REQUIRED TASK: Copy out the listing below line for line, changing nothing.

Bounding box annotation entries
● ● ● ●

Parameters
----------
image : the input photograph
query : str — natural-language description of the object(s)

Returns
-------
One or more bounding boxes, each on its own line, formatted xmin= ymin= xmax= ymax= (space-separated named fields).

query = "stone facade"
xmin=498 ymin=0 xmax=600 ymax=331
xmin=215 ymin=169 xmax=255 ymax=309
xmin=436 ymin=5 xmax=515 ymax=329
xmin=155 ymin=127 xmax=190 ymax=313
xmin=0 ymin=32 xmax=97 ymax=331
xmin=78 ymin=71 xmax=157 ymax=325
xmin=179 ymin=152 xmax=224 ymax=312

● ● ● ●

EXERCISE RESULT:
Parameters
----------
image : the input photograph
query : str — natural-language description of the object(s)

Returns
-------
One or more bounding boxes, each on its own line, formatted xmin= ymin= xmax= ymax= (space-separated named fields).

query = "stone facade"
xmin=498 ymin=0 xmax=600 ymax=331
xmin=215 ymin=169 xmax=255 ymax=309
xmin=436 ymin=5 xmax=515 ymax=329
xmin=155 ymin=127 xmax=190 ymax=313
xmin=0 ymin=32 xmax=97 ymax=331
xmin=78 ymin=71 xmax=157 ymax=325
xmin=179 ymin=152 xmax=224 ymax=312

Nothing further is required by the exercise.